**** Text shown

Butch Goes to Stays in Trumpland to Talk to Hillary Voters

Hey, my favorite assortment of feminist bats! It's me, Butch Pornstache, here with some more pearls of wisdom for ya!

Except this time, they aren't coming from my brain, but the brains of a bunch of ladies!

See, since that dipshit Trump is closing in on his first 100 days of ruining the country and probably the whole damn world, a bunch of media outlets are sending reporters to interview Trump voters in places like where I live, to see how they think he's doing.

SPOILER ALERT: They think he's doing great because their thinkers are broken!

And since Liss is too busy writing TL;DR essays about Hillary Clinton and attending to other ladynerd business, she dispatched me to talk to some Clinton voters to get their take (HOT LADY HOT TAKES) on how Trump has been doing, since no one in the real media seems to give a dog fart about their opinions.

So I took my trusty tape recorder, which I keep on hand at all times to record my best thoughts, like "Handlebar BEARD" and "Pickles?" (they're not all winners), and I journeyed out to find some local femifarts to interview.

I found one in my living room. Once I'd convinced my ex-wife/fiancée Tammy that was I not trying to record her to relaunch my old late-'90s radio show, "Butch's BMX Hour and Tammy Getting on My Nerves," she agreed to an interview.

********
**** Supplied data

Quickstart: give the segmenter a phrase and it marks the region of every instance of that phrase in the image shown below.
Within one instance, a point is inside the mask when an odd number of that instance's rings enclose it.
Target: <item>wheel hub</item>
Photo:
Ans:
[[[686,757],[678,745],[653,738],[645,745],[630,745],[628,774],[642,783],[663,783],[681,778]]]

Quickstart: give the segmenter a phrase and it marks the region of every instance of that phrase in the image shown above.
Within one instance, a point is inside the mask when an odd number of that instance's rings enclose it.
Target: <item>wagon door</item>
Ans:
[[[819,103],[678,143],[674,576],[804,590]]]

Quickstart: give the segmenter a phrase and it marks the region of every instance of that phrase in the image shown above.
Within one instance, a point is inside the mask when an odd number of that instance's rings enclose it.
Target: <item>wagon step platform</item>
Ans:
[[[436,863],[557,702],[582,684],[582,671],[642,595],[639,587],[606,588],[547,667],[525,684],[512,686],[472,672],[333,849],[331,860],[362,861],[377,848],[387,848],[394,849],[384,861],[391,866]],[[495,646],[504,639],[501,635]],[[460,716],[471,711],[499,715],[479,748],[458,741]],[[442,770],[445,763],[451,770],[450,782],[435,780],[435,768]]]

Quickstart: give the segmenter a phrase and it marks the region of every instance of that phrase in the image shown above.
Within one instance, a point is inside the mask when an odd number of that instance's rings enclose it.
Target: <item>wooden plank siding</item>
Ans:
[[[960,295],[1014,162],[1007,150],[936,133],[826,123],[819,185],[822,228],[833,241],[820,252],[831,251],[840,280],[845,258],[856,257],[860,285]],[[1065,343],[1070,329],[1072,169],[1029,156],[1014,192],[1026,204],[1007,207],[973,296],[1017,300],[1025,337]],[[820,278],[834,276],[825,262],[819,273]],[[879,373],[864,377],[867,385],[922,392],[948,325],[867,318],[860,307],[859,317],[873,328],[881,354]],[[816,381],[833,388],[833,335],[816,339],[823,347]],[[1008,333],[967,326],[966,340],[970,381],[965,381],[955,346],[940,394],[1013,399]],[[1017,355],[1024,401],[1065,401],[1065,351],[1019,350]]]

********

**Problem 1**. Which people does the Butch Pornstache post mention by name?
**Problem 2**. Could you update the Butch Pornstache post, starting at "SPOILER ALERT: They" and ending at "to an interview.", so that "tape recorder" becomes "voice recorder"?
Nothing in the entries matters for this work; only the Butch Pornstache post does.

**Your solution 1**. Butch Pornstache, Trump, Liss, Hillary Clinton, Tammy

**Your solution 2**.
SPOILER ALERT: They think he's doing great because their thinkers are broken!

And since Liss is too busy writing TL;DR essays about Hillary Clinton and attending to other ladynerd business, she dispatched me to talk to some Clinton voters to get their take (HOT LADY HOT TAKES) on how Trump has been doing, since no one in the real media seems to give a dog fart about their opinions.

So I took my trusty voice recorder, which I keep on hand at all times to record my best thoughts, like "Handlebar BEARD" and "Pickles?" (they're not all winners), and I journeyed out to find some local femifarts to interview.

I found one in my living room. Once I'd convinced my ex-wife/fiancée Tammy that was I not trying to record her to relaunch my old late-'90s radio show, "Butch's BMX Hour and Tammy Getting on My Nerves," she agreed to an interview.